Problem requirements >>
Return the entries below word for word; no images should appear in the copy.

*** Extracted entries Section Begins ***

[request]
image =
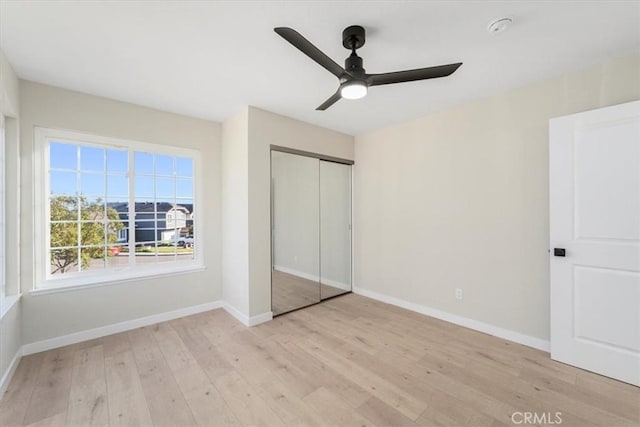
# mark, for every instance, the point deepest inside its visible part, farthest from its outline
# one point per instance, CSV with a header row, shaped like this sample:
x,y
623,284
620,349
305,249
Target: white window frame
x,y
3,216
43,280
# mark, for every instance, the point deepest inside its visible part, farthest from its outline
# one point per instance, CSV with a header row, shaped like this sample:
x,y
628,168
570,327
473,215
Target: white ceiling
x,y
208,59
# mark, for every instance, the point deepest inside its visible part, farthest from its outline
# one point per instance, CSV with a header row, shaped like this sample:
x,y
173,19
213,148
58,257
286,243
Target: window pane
x,y
64,261
118,206
164,165
184,188
63,208
166,251
144,186
92,159
145,253
63,234
63,183
143,162
117,256
117,161
117,232
63,156
92,184
93,258
164,187
117,185
92,209
92,233
184,167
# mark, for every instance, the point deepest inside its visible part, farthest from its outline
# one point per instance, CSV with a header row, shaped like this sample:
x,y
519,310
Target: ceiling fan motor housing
x,y
353,37
353,64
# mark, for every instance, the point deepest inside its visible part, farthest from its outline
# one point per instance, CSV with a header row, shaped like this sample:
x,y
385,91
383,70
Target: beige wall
x,y
235,211
459,199
51,315
11,319
266,129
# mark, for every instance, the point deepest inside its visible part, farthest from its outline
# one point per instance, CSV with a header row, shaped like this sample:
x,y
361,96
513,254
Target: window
x,y
113,209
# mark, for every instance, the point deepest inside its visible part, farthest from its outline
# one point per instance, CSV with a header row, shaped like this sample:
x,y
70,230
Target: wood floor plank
x,y
245,402
88,392
370,381
348,361
127,403
15,401
334,409
166,402
51,394
379,413
206,403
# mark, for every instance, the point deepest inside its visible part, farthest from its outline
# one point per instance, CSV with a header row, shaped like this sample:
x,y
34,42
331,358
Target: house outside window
x,y
112,209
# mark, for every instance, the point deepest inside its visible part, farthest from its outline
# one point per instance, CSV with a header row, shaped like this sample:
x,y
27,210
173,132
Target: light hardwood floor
x,y
348,361
290,292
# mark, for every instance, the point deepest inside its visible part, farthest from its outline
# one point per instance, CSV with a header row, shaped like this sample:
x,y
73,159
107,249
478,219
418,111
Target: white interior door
x,y
595,218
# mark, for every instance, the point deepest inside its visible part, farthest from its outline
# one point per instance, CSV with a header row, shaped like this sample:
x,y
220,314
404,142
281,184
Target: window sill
x,y
116,279
7,304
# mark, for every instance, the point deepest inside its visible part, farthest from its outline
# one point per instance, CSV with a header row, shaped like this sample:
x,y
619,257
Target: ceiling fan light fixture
x,y
353,89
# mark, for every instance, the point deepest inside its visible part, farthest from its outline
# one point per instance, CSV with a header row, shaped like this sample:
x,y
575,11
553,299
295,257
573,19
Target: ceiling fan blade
x,y
306,47
412,75
329,102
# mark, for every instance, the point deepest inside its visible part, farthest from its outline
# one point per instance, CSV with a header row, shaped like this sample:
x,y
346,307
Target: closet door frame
x,y
318,156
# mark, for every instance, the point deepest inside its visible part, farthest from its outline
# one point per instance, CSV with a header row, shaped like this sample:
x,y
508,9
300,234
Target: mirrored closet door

*** Extracted entries Section Ends ***

Task solution >>
[request]
image =
# mark, for every instance, the point deepest inside its visible part, farthest from its outline
# one point per instance, CSV with a header row, shaped like this sample:
x,y
623,284
620,349
305,249
Target: white window frame
x,y
3,216
43,280
# mark, for every instance, the point deepest inside its visible part, farthest from its outline
# one point per instance, CSV with a header row, shaped like this sample:
x,y
628,168
570,327
473,215
Target: white ceiling
x,y
208,59
# mark, for every instance, the point deepest inside its visible part, farthest from its outline
# one point per instance, CSV with a header row, shaped like this sample:
x,y
173,19
213,148
58,257
286,243
Target: window pane
x,y
64,261
118,206
164,165
184,188
63,208
166,251
144,186
92,159
145,253
63,234
63,183
143,162
117,256
117,161
117,232
63,156
92,184
93,258
164,187
117,185
92,209
92,233
184,167
# mark, for every instance, the point deepest inside its visible part, farthest from its outline
# one point per instance, CSV with a header row, shaped like this sample:
x,y
519,310
Target: ceiling fan motor housing
x,y
353,37
353,64
# mark, for every instance, the point deepest inside its visible part, farthest from its outline
# one point per instance, CSV with a header row, shaped like this sample:
x,y
385,91
383,70
Target: beige wall
x,y
235,211
459,199
51,315
11,319
266,129
# mark, for every instance, the point deepest inside its visible part, farthest from its outline
# one point per instance, CSV with a header row, shaped like this sample:
x,y
361,96
513,254
Target: window
x,y
113,209
# mark, for every instance, the point deepest inside its visible part, farthest from its outline
# one point per instance, CSV with a header row, shaped like this sample:
x,y
70,230
Target: wood floor plank
x,y
245,402
88,392
370,381
348,361
127,403
15,401
334,409
166,402
51,394
379,413
206,403
# mark, for every instance, the point deepest inside its visible part, farthest from its outline
# one point per instance, CSV with a header row, shaped like this sample:
x,y
34,42
331,358
Target: house outside window
x,y
112,209
# mark, for every instance, the point deepest inside its visible part, farthest from its outline
# one point per instance, CSV with a header row, shaped like this sample:
x,y
27,210
173,132
Target: light hardwood floor
x,y
348,361
290,292
# mark, for every instance, the point deepest inside its visible part, farthest from its outline
# one point per instance, CSV with a header row, shaped like this sample:
x,y
73,159
107,249
478,219
418,111
Target: white interior door
x,y
595,218
# mark, for every instance, the point deepest inside its visible part, farthest from its outline
# one point per instance, CSV with a header row, shaped like this sample:
x,y
220,314
404,142
281,184
Target: window sill
x,y
116,279
7,304
# mark, for every instance, the point deepest inside its visible part, farthest from its outline
# one point per instance, CSV with a header row, shaped like this sample:
x,y
619,257
Target: ceiling fan light fixture
x,y
353,89
# mark, for every instance, the point deepest inside its visible part, farthest from its outline
# one point per instance, CSV with a header row, shaped like this sample:
x,y
575,11
553,299
295,257
573,19
Target: ceiling fan blade
x,y
306,47
412,75
329,102
# mark, for every instance, the point deepest inside its visible part, farthest from its outline
# one point per instance, CSV with a header row, shaped like this sample:
x,y
346,307
Target: closet door frame
x,y
318,156
# mark, for every instance, the point deepest inside its visible part, farthest from its outline
# one point per instance, CSV with a header row, shaped like this sample:
x,y
508,9
300,234
Target: mirrored closet door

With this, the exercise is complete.